Da noite para o dia, o confinamento impôs a necessidade de realizar muitas atividades comuns online. Isto teve três efeitos importantes. Primeiro, uma intensificação repentina do uso de protocolos digitais. Segundo, a extensão destes para muitas atividades, algumas que até agora era inimaginável que pudessem acontecer de forma remota.
E, por fim, o terceiro efeito: um fenômeno de naturalização, como se agora fosse normal realizar atividades humanas sem uma presença carnal compartilhada. Atravessamos o limiar de uma nova condição, individual e coletiva, marcada por uma relação com os sistemas digitais cada vez mais totalizadora.
Agora, a crise econômica que viveremos e que se traduzirá especialmente na necessidade de reduzir custos, vai nos levar ao fortalecimento de processos como o teletrabalho. Por exemplo, os funcionários do Facebook que desejarem poderão teletrabalhar de forma permanente. Por sua vez, o Daily News se tornou o primeiro jornal sem uma redação física. Onde quer que a distância possa destronar o face a face, assim será.
Estamos assistindo a um progressivo apagamento do corpo e da presença e veremos chegar uma nova globalização, a dos serviços, onde a localização será cada vez menos relevante e o assalariamento será questionado a favor do trabalho por encomenda. Então, será necessário que todas essas mudanças, bem como o alcance de suas consequências, sejam objeto de debates e acordos. Caso contrário, inevitavelmente surgirão novas formas de concorrência desleal entre os países do Norte e do Sul.
Há um fracasso desse ideal iluminista que almeja conjugar a autonomia com o interesse geral?
Exatamente. Hoje, entendemos que o individualismo liberal é um mito que durou mais de dois séculos. Ao final de uma sequência muito longa, só nos resta tomar nota do fracasso desse pacto político supostamente virtuoso, porque nunca deixou de gerar desigualdades e feroz concorrência, enquanto em uma corrida desenfreada busca o progresso sem fim, que nos levou à beira do precipício.

§ **REGISTROS DE DADOS**:
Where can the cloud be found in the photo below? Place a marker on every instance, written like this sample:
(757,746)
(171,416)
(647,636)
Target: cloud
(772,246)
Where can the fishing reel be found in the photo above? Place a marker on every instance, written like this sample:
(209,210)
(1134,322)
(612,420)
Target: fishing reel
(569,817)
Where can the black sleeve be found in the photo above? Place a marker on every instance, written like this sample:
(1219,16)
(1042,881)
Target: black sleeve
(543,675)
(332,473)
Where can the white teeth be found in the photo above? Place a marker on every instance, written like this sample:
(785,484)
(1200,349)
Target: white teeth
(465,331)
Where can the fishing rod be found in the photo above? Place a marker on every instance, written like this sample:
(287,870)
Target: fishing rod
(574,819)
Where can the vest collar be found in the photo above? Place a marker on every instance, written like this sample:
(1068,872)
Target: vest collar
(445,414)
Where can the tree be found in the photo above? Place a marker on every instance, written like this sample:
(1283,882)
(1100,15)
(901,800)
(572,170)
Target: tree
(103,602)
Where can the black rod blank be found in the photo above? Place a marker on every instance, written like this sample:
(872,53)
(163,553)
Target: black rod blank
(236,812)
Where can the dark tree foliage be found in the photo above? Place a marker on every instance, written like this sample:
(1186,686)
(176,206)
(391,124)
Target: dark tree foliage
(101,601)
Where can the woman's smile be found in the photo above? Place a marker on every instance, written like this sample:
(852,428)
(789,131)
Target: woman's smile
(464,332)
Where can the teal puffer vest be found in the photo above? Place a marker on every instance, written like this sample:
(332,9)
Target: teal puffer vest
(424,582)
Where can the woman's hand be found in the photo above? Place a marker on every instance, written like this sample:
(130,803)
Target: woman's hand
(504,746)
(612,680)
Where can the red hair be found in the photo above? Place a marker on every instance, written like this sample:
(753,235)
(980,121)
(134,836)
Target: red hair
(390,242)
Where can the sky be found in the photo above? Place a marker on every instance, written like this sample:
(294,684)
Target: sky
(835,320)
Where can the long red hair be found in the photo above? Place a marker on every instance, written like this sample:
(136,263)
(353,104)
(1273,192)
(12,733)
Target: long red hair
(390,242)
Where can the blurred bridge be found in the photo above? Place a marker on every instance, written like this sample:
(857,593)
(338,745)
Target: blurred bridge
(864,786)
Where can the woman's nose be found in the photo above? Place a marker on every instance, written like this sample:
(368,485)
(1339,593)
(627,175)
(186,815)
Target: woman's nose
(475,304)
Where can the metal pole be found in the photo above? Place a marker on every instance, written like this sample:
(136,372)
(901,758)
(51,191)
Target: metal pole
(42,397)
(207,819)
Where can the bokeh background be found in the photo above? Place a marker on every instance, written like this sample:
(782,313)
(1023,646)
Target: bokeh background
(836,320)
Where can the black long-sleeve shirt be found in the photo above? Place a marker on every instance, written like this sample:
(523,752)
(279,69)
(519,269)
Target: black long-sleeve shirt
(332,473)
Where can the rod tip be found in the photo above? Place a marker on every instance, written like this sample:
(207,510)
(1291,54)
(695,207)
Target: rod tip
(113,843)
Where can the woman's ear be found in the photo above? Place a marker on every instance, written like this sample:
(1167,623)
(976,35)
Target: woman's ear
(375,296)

§ **OBJETIVO 1**:
Responda, com base no texto sobre o confinamento e a vida digital:
(a) Qual é o terceiro efeito do confinamento apontado no texto?
(b) Que jornal se tornou o primeiro sem uma redação física?
(c) Por quanto tempo durou o mito do individualismo liberal?
§ **OBJETIVO 2**:
Prossiga com o texto sobre o confinamento e a vida digital a partir do ponto em que ele para.
Os registros são um material independente do texto.

§ **RESPOSTA 1**:
(a) Um fenômeno de naturalização, como se agora fosse normal realizar atividades humanas sem uma presença carnal compartilhada.
(b) O Daily News.
(c) Mais de dois séculos.

§ **RESPOSTA 2**:
Também é preciso destacar que voltou a ser recolocado repetidamente sobre bases mais equitativas para acabar produzindo, como é inevitável, o mesmo resultado. Nesse sentido, deveríamos nos esforçar para definir de forma muito diferente os termos desta nobre aspiração inicial. E isso exige constatar que o princípio de delegação como modo exclusivo de governança está esgotado, para então implementar uma infinidade de práticas capazes de nos tornar mais atores de nossas vidas.
“A fase destrutiva dos protestos nunca dá lugar a uma fase construtiva”, lê-se em ‘La era del individuo tirano’. Estamos sequestrados por uma espécie de niilismo universal? E mais, é possível enxergar hoje alguma dimensão construtiva?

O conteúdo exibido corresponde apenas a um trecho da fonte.